[BEGIN]

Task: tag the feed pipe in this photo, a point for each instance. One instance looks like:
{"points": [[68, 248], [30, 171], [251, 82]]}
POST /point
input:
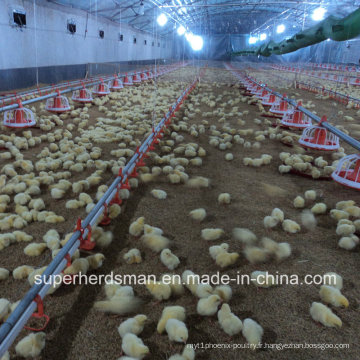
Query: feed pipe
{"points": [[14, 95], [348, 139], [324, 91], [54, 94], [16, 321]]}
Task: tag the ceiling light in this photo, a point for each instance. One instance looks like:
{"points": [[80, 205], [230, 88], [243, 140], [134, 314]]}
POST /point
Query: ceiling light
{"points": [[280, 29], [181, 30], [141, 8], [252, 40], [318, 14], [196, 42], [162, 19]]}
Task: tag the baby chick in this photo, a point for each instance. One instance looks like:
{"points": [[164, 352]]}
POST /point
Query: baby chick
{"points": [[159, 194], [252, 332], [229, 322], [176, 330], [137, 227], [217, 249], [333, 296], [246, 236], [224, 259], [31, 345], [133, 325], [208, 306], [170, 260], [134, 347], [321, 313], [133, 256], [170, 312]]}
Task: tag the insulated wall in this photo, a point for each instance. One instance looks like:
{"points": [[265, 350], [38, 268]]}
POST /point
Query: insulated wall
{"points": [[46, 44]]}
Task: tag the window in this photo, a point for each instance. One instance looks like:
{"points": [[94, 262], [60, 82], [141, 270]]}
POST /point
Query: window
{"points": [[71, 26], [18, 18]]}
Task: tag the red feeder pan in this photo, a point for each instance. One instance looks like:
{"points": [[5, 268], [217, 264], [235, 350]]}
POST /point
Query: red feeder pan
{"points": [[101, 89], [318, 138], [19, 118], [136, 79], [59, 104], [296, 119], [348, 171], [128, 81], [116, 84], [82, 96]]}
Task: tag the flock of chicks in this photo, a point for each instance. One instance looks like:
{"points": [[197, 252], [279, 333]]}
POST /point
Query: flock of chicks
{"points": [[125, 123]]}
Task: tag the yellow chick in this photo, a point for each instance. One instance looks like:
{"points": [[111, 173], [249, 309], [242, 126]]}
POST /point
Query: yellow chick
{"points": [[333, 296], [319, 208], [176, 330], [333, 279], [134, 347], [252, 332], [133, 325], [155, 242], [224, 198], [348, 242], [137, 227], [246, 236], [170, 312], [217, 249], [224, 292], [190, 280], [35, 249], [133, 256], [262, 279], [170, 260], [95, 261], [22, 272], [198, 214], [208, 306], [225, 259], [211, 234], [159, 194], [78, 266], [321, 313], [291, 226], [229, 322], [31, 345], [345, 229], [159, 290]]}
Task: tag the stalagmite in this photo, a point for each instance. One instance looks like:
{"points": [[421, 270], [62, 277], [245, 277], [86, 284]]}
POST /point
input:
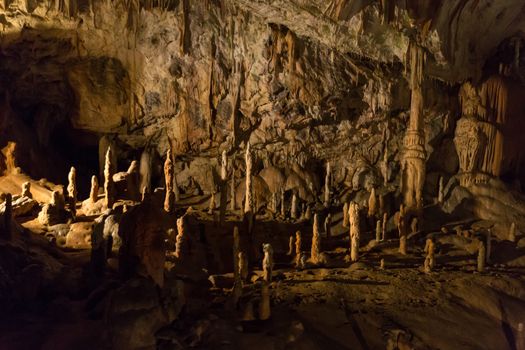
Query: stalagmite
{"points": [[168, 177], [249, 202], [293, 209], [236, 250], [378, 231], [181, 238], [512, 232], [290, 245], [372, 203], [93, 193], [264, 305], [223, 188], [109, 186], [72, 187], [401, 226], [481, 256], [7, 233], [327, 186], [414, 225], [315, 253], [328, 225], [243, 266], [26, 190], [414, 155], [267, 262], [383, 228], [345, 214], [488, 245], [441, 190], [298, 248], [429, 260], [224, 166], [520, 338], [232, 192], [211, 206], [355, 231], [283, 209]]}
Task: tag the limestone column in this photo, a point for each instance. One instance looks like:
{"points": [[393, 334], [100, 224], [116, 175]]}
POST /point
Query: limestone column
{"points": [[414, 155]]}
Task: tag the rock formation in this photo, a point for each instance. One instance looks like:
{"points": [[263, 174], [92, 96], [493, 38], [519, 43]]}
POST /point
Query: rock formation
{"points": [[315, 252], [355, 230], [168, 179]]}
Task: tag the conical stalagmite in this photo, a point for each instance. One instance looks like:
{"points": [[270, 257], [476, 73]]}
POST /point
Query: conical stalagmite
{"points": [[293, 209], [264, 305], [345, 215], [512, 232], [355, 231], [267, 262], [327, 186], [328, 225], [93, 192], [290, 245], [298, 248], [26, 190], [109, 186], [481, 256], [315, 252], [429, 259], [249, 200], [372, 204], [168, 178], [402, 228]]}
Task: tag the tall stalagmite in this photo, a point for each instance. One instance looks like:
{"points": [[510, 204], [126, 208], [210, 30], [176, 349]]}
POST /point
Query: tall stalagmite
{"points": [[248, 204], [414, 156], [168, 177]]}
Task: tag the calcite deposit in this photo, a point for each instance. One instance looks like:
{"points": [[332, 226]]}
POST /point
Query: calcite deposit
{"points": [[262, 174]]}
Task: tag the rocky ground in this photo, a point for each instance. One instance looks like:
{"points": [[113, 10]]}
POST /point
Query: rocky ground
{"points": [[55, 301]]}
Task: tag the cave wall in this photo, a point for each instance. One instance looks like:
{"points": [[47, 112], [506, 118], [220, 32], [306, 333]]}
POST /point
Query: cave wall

[END]

Put each line of the entries above into a Markdown table with two columns, No. and Entry text, numbering the rows in order. Skip any blank lines and leave the pictures out.

| No. | Entry text |
|---|---|
| 1 | Task: tag the feed pipe in this photo, a point for each instance. One instance looks like: |
| 2 | {"points": [[68, 248], [30, 171], [251, 82]]} |
| 3 | POST /point |
| 4 | input: |
| 5 | Query: feed pipe |
| 6 | {"points": [[14, 95], [348, 139], [324, 91], [54, 94], [16, 321]]} |
| 7 | Task: tag the ceiling light in this photo, a point for each instance. One instance looks like: |
| 8 | {"points": [[80, 205], [230, 88], [243, 140], [134, 314]]} |
| 9 | POST /point |
| 10 | Query: ceiling light |
| 11 | {"points": [[280, 29], [181, 30], [141, 8], [252, 40], [318, 14], [196, 42], [162, 19]]} |
| 12 | Task: tag the baby chick in this photo, a point for each instance. One instance looks like: |
| 13 | {"points": [[164, 352]]} |
| 14 | POST /point |
| 15 | Query: baby chick |
| 16 | {"points": [[159, 194], [252, 332], [229, 322], [176, 330], [137, 227], [217, 249], [333, 296], [246, 236], [224, 259], [31, 345], [133, 325], [208, 306], [170, 260], [134, 347], [321, 313], [133, 256], [170, 312]]} |
| 17 | Task: tag the insulated wall in this photo, a point for each instance. One instance looks like: |
| 18 | {"points": [[265, 350], [38, 268]]} |
| 19 | POST /point |
| 20 | Query: insulated wall |
| 21 | {"points": [[46, 44]]} |
| 22 | Task: tag the window in this photo, a point for each instance. One instance looks like: |
| 23 | {"points": [[94, 262], [60, 82], [141, 270]]} |
| 24 | POST /point |
| 25 | Query: window |
| 26 | {"points": [[71, 26], [18, 18]]} |
| 27 | Task: tag the red feeder pan in this photo, a point for each instance. One instance looks like: |
| 28 | {"points": [[5, 268], [217, 264], [235, 350]]} |
| 29 | POST /point |
| 30 | Query: red feeder pan |
| 31 | {"points": [[101, 89], [318, 138], [19, 118], [136, 79], [59, 104], [296, 119], [348, 171], [128, 81], [116, 84], [82, 96]]} |
| 32 | Task: tag the flock of chicks in this photo, a point for each instance. One instance looks like: |
| 33 | {"points": [[197, 252], [279, 333]]} |
| 34 | POST /point |
| 35 | Query: flock of chicks |
| 36 | {"points": [[125, 123]]} |
| 37 | Task: tag the yellow chick in this photo, a point for each instance. One instance looks like: |
| 38 | {"points": [[111, 173], [249, 309], [242, 126]]} |
| 39 | POST /point |
| 40 | Query: yellow chick |
| 41 | {"points": [[333, 296], [319, 208], [176, 330], [333, 279], [134, 347], [252, 332], [133, 325], [155, 242], [224, 198], [348, 242], [137, 227], [246, 236], [170, 312], [217, 249], [224, 292], [190, 280], [35, 249], [133, 256], [262, 279], [170, 260], [95, 261], [22, 272], [198, 214], [208, 306], [225, 259], [211, 234], [159, 194], [78, 266], [321, 313], [291, 226], [229, 322], [31, 345], [345, 229], [159, 290]]} |
| 42 | Task: tag the stalagmite in this photo, a point for each instance. One instance looks like: |
| 43 | {"points": [[421, 270], [62, 277], [245, 277], [86, 284]]} |
| 44 | POST /point |
| 45 | input: |
| 46 | Query: stalagmite |
| 47 | {"points": [[168, 177], [249, 202], [293, 209], [236, 250], [378, 231], [181, 238], [512, 232], [290, 245], [372, 203], [93, 193], [264, 305], [223, 188], [109, 186], [72, 187], [401, 226], [481, 256], [7, 233], [327, 186], [414, 225], [315, 253], [328, 225], [243, 266], [26, 190], [414, 155], [267, 262], [383, 228], [345, 214], [488, 245], [441, 190], [298, 248], [429, 260], [224, 166], [520, 338], [232, 192], [211, 206], [355, 231], [283, 209]]} |
| 48 | Task: tag the limestone column in this photo, a point for each instance. One instance looks like: |
| 49 | {"points": [[393, 334], [100, 224], [116, 175]]} |
| 50 | POST /point |
| 51 | Query: limestone column |
| 52 | {"points": [[414, 155]]} |
| 53 | Task: tag the rock formation in this photo, a point for each instance. One instance looks like: |
| 54 | {"points": [[263, 174], [92, 96], [493, 38], [519, 43]]} |
| 55 | POST /point |
| 56 | Query: rock formation |
| 57 | {"points": [[315, 252], [355, 230], [168, 179]]} |
| 58 | Task: tag the conical stalagmite in this photo, a point for each instance. One instance looks like: |
| 59 | {"points": [[270, 257], [476, 73]]} |
| 60 | POST /point |
| 61 | Query: conical stalagmite |
| 62 | {"points": [[293, 209], [264, 305], [345, 215], [512, 232], [355, 231], [267, 262], [327, 186], [328, 225], [93, 192], [290, 245], [298, 248], [26, 190], [109, 186], [481, 256], [315, 252], [429, 259], [249, 200], [372, 204], [168, 178], [402, 228]]} |
| 63 | Task: tag the tall stalagmite in this photo, a point for each instance. One instance looks like: |
| 64 | {"points": [[510, 204], [126, 208], [210, 30], [176, 349]]} |
| 65 | POST /point |
| 66 | Query: tall stalagmite |
| 67 | {"points": [[248, 204], [414, 156], [168, 177]]} |
| 68 | Task: tag the calcite deposit in this photo, a point for each instance. One instance looks like: |
| 69 | {"points": [[332, 226]]} |
| 70 | POST /point |
| 71 | Query: calcite deposit |
| 72 | {"points": [[262, 174]]} |
| 73 | Task: tag the rocky ground in this photo, a point for each instance. One instance looks like: |
| 74 | {"points": [[113, 10]]} |
| 75 | POST /point |
| 76 | Query: rocky ground |
| 77 | {"points": [[55, 301]]} |
| 78 | Task: tag the cave wall in this photo, a point for each instance. One instance looks like: |
| 79 | {"points": [[47, 112], [506, 118], [220, 32], [306, 333]]} |
| 80 | POST /point |
| 81 | Query: cave wall |